##### DATASET EXCERPTS #####
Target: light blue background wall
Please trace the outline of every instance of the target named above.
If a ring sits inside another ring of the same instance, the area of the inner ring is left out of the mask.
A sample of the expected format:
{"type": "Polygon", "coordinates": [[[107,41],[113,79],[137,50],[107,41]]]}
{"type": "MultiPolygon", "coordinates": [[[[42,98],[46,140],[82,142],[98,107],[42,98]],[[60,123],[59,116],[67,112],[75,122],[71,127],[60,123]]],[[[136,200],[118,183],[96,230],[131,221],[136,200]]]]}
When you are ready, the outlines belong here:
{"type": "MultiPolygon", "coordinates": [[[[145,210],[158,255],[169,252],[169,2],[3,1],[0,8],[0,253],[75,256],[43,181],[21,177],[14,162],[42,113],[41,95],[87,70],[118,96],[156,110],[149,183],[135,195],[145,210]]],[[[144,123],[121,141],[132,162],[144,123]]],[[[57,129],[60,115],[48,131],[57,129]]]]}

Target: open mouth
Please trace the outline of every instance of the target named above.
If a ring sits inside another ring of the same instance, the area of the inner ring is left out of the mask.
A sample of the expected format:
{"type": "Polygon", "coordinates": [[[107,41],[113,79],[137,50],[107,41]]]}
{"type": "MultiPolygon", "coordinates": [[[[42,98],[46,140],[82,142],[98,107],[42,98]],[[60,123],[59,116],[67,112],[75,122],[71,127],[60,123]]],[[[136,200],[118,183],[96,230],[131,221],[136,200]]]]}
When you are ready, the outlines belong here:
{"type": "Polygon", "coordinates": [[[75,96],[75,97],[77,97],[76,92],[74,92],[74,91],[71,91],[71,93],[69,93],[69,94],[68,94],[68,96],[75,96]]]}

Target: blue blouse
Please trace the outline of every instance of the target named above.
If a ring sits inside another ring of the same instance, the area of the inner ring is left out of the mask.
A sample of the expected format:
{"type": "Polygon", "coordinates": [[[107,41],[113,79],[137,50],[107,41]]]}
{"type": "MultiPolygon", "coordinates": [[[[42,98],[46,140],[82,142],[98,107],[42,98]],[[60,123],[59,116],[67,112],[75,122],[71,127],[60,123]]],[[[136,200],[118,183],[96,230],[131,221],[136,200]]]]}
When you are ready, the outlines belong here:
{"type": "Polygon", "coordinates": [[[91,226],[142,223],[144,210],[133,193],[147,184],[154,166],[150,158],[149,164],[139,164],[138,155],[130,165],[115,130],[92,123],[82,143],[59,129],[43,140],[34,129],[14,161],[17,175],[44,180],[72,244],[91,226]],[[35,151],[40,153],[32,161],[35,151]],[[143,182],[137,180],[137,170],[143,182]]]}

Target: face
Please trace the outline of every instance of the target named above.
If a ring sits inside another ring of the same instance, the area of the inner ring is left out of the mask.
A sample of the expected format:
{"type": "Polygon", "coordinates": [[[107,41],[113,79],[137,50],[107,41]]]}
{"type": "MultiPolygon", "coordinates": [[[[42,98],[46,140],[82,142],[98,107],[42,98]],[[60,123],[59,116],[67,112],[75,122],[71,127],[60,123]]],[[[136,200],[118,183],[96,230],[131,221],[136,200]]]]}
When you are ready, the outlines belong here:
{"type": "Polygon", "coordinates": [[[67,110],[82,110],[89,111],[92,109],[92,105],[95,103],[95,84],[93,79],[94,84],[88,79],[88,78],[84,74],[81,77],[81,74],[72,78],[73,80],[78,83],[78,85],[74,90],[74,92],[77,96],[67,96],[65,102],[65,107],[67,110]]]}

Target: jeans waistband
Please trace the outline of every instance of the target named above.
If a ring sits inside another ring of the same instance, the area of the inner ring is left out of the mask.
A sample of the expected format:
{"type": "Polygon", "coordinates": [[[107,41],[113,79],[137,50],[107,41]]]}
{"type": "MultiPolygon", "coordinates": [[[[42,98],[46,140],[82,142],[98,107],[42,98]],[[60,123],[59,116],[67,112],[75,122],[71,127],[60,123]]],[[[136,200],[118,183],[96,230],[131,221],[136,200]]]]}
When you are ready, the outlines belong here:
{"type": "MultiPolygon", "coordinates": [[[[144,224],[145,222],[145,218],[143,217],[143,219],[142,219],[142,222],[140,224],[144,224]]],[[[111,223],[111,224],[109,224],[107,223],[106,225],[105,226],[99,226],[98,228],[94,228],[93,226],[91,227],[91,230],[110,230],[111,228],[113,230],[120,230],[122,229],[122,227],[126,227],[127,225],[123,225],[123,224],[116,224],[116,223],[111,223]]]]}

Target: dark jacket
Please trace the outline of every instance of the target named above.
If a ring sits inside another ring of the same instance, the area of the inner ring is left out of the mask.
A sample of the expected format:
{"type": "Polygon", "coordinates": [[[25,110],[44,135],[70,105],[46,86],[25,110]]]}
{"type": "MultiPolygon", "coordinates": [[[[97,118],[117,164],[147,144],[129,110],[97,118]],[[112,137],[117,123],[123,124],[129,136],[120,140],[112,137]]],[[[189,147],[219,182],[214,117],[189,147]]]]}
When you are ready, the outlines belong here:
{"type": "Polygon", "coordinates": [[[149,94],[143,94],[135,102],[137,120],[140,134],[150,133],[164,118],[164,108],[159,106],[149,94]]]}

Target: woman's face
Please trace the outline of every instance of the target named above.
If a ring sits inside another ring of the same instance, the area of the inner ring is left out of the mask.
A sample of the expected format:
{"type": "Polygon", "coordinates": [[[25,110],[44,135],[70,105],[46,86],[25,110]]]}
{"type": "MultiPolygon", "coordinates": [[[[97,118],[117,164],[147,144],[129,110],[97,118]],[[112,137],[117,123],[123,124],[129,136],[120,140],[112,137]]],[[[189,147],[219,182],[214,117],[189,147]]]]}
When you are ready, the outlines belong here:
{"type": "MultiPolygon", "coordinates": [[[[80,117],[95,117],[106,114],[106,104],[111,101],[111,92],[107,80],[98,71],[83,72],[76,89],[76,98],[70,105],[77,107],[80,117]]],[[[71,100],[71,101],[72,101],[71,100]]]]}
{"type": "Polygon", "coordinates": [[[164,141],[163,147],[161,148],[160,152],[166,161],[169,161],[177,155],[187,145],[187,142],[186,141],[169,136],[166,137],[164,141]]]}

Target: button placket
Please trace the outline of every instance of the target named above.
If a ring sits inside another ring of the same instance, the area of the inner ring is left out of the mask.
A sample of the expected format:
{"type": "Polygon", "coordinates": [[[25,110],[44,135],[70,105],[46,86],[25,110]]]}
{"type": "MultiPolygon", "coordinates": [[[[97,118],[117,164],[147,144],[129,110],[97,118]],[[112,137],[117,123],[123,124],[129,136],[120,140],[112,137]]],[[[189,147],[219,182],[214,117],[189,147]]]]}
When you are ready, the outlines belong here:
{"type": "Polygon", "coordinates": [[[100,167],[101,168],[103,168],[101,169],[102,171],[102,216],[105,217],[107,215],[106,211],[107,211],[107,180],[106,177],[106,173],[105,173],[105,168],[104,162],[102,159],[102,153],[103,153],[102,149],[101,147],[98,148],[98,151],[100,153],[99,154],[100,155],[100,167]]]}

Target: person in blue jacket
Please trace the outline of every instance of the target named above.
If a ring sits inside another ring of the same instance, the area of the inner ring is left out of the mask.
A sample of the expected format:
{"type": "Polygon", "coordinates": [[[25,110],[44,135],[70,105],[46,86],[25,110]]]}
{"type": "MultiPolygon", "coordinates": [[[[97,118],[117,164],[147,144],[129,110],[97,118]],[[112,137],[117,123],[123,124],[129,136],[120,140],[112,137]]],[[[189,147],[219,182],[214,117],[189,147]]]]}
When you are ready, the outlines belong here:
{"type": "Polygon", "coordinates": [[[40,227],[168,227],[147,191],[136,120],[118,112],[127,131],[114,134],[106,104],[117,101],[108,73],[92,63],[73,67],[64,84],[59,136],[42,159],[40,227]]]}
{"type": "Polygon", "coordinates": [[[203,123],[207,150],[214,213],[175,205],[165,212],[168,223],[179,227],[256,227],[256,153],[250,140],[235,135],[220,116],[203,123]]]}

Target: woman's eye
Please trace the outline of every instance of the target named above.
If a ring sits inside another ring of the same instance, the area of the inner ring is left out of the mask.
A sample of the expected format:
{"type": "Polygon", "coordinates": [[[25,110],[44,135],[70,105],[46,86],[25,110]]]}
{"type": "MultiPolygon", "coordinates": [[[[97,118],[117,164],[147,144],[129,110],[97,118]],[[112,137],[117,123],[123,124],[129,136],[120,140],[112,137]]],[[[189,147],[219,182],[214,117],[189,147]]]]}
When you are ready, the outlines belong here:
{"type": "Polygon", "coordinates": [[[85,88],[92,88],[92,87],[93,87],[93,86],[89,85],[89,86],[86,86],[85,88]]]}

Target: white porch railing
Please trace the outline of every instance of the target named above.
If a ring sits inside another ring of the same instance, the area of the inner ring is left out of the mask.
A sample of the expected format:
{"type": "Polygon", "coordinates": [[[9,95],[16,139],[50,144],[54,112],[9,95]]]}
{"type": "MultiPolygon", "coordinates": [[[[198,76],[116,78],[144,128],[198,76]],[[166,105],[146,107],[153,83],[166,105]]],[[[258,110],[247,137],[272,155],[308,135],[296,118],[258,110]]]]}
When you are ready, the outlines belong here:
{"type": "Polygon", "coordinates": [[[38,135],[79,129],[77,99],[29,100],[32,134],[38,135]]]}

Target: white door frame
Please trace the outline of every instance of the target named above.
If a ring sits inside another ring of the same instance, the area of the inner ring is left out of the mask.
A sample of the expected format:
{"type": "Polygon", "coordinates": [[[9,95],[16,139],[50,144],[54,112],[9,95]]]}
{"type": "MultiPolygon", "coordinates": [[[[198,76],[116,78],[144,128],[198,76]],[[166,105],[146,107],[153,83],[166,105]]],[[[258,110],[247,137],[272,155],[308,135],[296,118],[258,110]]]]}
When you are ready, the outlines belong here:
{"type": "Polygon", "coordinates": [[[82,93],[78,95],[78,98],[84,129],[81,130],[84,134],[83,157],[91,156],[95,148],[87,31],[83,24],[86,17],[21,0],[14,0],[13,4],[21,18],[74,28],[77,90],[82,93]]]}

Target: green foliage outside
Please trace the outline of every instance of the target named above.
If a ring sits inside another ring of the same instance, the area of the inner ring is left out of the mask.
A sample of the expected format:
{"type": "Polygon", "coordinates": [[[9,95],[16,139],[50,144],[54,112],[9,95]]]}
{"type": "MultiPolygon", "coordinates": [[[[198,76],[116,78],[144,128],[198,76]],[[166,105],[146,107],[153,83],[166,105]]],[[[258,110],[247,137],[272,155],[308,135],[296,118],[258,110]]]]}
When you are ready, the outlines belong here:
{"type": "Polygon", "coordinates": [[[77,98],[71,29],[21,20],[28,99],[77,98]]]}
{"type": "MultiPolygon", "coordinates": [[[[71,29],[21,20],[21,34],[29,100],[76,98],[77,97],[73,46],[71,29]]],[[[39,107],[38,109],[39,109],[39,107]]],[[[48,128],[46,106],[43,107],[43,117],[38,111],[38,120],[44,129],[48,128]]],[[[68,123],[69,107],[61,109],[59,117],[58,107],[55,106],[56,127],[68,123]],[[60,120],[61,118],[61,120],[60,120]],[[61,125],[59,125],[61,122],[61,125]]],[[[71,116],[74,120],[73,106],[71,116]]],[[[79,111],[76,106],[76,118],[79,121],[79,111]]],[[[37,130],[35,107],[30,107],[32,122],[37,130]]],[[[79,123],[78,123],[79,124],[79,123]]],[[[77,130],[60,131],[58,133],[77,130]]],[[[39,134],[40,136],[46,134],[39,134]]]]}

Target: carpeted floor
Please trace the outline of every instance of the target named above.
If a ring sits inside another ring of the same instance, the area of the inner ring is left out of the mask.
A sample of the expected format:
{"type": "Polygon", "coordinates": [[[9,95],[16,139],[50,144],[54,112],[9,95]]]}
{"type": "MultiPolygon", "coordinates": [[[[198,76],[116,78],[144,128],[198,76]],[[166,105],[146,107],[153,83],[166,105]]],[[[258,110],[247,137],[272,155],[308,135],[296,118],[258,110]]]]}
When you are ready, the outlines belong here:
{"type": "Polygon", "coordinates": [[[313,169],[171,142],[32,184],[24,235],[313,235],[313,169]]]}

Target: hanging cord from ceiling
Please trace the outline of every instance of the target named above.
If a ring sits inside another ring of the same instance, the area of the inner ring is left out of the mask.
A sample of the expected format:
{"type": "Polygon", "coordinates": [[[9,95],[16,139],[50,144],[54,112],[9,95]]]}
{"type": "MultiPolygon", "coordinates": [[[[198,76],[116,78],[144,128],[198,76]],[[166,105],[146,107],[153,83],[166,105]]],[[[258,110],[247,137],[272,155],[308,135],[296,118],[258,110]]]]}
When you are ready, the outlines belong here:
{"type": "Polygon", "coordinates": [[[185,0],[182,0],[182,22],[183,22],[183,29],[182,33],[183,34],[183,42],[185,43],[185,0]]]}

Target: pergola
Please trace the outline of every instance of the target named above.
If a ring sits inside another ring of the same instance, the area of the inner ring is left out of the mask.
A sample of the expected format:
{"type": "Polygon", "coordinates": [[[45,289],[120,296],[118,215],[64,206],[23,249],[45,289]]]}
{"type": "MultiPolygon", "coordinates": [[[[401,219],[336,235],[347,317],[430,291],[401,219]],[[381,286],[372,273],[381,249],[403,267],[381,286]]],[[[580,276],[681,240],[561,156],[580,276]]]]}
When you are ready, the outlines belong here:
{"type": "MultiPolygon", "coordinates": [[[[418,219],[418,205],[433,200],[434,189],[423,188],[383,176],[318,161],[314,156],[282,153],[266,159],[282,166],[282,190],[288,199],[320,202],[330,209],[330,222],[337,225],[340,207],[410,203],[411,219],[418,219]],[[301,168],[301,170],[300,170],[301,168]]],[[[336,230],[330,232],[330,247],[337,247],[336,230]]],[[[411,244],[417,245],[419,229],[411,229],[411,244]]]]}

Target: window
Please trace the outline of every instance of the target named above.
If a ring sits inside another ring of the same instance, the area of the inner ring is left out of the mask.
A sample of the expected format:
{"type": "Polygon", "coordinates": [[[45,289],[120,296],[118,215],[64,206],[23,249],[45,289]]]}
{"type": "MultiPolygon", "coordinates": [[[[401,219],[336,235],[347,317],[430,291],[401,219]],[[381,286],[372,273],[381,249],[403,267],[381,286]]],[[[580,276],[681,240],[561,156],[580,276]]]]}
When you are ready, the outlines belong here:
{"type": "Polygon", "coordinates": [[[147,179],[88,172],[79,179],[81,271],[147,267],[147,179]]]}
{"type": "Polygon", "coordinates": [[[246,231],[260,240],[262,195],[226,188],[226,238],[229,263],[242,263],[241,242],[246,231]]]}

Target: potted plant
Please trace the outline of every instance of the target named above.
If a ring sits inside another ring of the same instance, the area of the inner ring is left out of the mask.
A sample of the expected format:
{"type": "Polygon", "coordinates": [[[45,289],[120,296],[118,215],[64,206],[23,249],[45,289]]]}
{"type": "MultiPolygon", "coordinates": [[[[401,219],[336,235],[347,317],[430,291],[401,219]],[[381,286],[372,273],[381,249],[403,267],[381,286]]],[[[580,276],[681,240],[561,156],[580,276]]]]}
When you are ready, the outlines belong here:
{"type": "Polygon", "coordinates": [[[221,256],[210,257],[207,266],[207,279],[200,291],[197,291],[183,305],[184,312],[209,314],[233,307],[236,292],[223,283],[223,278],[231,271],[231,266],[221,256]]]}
#####
- _REQUIRED WORK_: Locate each line in the entries above that contains the word "white" and copy those lines.

- _RESPONSE TO THIS EXERCISE_:
Target: white porch railing
Target: white door frame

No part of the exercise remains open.